▸ **HOW TO COMPLETE THIS TASK**
In the listing, locate the line containing "Every instance of the sidewalk", then quote it and all following lines exactly. Omit pictures.
******
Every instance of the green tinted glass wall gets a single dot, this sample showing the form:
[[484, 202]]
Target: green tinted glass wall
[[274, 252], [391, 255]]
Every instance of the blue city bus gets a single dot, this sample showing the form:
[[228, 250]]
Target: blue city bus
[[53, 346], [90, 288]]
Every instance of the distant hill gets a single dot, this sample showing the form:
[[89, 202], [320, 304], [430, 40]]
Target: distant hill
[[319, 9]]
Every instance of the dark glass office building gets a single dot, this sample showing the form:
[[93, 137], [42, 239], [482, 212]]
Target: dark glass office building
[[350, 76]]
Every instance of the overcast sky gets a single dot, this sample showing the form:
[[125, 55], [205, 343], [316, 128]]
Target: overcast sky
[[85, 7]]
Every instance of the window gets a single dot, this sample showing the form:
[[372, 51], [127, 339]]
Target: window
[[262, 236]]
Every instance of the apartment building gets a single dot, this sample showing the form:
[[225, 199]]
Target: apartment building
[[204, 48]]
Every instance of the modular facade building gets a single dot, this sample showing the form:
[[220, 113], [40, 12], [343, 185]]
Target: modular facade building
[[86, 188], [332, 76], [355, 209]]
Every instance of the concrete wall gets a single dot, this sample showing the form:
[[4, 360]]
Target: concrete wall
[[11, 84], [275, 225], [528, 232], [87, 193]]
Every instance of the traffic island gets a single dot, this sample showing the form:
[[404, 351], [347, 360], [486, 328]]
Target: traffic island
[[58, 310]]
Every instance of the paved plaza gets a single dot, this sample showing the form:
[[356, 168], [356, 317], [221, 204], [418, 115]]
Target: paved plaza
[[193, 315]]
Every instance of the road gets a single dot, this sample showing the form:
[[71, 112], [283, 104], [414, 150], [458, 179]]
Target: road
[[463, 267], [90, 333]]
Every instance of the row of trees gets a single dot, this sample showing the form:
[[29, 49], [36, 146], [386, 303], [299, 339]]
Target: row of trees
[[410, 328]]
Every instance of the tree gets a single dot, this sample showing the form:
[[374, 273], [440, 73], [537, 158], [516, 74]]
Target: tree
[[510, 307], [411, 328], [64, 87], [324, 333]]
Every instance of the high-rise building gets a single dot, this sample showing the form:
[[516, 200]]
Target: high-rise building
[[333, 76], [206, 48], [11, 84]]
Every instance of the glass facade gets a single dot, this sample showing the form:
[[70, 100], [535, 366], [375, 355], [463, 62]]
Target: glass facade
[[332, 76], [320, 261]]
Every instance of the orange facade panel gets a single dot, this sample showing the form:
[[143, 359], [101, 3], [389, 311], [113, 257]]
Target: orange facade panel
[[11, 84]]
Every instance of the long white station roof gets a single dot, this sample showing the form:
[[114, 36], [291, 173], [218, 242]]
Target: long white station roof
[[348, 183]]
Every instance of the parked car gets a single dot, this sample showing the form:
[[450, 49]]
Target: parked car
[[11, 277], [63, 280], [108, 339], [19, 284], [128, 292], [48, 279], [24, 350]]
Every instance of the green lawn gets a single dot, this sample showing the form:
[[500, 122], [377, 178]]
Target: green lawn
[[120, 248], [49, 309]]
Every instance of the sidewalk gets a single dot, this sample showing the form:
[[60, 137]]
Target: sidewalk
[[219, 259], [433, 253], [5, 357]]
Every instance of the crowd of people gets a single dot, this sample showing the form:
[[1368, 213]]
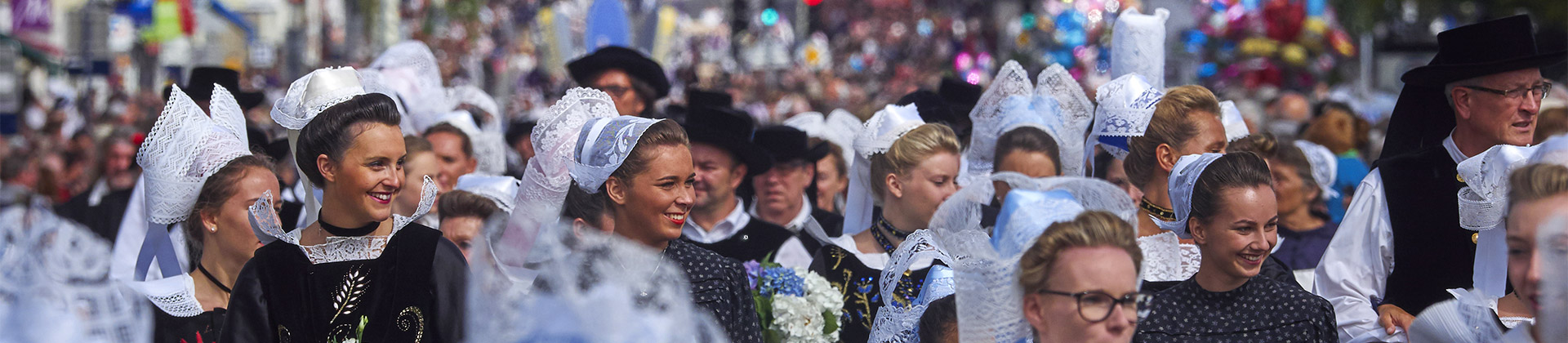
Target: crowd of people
******
▸ **TASK ANSWER**
Every instance of the sidewalk gets a single dot, this sample showing the form:
[[60, 137]]
Target: sidewalk
[[219, 259], [433, 253], [5, 357]]
Every instance of the crowd of people gets a single dot, this sample showing the form:
[[1368, 213]]
Target: crowd of people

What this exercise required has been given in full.